* _AVAILABLE DATA_:

====================

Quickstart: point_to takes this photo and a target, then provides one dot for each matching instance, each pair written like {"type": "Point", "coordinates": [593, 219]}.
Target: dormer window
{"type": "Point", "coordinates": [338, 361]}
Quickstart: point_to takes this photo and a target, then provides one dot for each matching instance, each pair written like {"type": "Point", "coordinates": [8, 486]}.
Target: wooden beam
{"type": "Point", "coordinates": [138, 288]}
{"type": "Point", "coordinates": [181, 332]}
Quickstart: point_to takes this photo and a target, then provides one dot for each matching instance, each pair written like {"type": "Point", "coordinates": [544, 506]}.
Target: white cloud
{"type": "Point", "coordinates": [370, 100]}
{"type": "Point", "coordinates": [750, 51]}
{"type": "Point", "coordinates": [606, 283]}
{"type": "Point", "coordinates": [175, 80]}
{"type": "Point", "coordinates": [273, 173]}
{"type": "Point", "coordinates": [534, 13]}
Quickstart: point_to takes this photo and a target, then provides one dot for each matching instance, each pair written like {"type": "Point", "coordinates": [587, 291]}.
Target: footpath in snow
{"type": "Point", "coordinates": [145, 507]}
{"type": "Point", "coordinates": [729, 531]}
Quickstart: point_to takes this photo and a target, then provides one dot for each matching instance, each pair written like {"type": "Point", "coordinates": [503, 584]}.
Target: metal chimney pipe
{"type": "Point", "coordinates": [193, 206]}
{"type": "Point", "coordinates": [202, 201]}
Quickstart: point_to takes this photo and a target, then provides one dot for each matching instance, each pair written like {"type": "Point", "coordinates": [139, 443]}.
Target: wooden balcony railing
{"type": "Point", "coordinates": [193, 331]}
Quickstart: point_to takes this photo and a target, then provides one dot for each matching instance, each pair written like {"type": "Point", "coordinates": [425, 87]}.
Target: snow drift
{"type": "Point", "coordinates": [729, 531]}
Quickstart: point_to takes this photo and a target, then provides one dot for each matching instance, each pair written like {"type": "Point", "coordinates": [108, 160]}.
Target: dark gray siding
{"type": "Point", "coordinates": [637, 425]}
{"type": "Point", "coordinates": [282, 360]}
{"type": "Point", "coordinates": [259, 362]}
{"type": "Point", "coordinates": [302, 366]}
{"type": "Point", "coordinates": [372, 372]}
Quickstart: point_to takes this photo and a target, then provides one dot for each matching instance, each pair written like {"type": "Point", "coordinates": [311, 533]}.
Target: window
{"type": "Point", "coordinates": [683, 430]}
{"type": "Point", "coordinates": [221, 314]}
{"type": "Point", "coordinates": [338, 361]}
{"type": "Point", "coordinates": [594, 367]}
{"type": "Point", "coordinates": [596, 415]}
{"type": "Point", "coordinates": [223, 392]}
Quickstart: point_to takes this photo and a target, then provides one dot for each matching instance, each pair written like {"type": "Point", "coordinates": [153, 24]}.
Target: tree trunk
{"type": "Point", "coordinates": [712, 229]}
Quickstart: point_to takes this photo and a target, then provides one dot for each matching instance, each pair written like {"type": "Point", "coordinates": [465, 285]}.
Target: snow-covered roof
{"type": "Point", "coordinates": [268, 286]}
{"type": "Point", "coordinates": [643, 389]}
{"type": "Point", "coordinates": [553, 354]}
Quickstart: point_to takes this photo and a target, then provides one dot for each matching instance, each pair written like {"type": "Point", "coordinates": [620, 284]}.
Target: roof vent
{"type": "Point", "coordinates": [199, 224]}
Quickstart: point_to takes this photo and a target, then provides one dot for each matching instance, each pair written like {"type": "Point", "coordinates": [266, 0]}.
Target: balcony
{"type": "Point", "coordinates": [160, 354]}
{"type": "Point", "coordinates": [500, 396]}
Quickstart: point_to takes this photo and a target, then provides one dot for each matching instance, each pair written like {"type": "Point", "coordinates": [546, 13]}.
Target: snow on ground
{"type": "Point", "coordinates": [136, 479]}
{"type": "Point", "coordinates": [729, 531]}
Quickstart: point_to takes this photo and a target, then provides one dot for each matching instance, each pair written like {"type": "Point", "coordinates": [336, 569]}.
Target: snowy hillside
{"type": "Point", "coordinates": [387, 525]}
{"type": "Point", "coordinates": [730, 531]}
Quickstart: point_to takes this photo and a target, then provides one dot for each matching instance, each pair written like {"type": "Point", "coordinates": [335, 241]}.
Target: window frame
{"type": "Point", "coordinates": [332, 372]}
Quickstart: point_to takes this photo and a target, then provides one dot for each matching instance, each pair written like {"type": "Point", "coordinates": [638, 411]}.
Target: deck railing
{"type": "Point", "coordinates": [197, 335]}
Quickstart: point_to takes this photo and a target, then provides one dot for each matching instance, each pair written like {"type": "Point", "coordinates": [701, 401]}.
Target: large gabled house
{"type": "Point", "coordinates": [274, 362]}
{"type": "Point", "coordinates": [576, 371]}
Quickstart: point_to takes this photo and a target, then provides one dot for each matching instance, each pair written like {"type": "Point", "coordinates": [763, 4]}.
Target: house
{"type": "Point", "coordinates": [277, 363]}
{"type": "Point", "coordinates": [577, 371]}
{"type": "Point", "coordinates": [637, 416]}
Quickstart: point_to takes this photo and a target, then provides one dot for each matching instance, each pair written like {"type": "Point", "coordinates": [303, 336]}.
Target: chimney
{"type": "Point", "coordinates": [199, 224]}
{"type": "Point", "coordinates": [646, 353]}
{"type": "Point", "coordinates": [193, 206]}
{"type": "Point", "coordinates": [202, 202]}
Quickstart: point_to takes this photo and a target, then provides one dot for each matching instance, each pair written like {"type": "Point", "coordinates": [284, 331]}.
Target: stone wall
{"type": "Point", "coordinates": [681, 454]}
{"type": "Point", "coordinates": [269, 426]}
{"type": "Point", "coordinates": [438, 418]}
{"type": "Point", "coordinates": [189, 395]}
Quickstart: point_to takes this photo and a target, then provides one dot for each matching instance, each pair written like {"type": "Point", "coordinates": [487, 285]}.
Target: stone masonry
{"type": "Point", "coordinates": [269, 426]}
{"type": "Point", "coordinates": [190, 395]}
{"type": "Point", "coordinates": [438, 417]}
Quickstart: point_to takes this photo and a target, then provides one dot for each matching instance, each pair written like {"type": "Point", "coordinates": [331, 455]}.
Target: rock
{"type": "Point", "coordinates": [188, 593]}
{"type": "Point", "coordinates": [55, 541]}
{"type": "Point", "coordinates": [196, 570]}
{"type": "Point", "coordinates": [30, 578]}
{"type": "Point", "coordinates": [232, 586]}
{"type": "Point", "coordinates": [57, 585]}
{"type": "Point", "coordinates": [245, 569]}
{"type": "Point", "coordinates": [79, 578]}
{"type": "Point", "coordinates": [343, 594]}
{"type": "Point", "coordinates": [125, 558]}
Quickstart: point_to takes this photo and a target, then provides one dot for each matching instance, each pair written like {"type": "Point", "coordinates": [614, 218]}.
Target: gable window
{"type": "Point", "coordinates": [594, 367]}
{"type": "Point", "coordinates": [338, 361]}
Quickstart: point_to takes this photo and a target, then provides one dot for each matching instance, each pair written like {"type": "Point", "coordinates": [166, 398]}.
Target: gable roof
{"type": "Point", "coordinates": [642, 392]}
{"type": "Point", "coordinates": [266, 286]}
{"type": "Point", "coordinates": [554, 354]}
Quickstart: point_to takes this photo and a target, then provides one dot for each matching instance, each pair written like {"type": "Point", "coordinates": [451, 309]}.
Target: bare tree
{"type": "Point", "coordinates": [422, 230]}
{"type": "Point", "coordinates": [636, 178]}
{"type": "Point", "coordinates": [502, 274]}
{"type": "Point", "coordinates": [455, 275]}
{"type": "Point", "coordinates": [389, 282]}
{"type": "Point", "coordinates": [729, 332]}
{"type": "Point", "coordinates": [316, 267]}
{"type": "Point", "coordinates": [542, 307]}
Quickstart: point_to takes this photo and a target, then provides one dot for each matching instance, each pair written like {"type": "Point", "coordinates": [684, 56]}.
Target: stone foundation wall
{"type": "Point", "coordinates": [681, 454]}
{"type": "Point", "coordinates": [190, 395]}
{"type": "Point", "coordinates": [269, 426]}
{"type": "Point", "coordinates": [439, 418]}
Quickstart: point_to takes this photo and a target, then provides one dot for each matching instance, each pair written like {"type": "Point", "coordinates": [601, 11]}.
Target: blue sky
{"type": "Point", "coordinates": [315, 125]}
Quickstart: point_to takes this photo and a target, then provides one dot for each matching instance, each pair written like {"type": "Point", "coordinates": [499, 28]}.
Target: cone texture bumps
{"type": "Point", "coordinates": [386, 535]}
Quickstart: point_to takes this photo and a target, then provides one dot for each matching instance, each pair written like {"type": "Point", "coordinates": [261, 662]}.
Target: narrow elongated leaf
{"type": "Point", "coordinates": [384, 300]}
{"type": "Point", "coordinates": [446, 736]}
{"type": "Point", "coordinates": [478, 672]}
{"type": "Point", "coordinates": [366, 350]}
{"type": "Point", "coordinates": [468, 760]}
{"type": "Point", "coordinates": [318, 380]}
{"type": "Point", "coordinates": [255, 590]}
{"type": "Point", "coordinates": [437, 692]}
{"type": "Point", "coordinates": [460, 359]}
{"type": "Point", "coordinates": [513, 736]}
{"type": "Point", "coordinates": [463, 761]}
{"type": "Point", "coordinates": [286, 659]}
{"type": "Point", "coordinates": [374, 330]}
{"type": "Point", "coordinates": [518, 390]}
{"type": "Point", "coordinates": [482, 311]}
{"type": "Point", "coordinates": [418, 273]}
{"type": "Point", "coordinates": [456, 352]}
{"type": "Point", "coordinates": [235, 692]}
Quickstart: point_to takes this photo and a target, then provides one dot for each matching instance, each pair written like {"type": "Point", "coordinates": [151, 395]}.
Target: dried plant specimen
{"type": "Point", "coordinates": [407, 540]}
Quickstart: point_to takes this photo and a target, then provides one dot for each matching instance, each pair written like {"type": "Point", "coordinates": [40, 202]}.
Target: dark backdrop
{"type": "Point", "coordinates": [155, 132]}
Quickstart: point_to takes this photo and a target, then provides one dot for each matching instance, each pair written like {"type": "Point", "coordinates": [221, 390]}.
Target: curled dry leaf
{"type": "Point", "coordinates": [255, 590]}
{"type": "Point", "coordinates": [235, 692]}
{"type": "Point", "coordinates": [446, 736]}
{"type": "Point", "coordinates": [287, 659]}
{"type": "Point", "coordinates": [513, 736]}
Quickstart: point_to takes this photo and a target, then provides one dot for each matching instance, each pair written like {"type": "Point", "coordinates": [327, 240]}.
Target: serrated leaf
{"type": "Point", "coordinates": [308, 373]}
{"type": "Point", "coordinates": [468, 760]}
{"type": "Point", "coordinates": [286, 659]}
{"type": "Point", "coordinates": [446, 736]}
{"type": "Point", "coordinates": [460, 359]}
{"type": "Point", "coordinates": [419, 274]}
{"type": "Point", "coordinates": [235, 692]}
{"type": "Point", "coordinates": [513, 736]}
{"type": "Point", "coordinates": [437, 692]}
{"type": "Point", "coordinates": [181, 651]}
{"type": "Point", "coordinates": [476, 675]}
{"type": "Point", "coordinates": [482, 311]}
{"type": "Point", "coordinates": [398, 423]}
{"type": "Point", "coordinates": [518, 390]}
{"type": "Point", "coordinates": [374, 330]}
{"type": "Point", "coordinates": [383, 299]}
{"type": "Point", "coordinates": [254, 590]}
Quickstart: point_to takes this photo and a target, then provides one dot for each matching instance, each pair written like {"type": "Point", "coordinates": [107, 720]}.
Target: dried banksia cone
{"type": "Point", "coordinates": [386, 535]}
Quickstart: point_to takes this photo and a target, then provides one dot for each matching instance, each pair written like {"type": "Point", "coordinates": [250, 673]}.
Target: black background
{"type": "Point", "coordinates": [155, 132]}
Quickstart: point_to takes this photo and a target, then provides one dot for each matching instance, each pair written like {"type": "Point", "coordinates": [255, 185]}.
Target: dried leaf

====================

* _EXERCISE REQUIREMENTS_:
Pull out each line of the listing above that contains the word "railing".

* _SOLUTION TO THIS PROBLEM_:
Target: wooden balcony railing
Target: deck railing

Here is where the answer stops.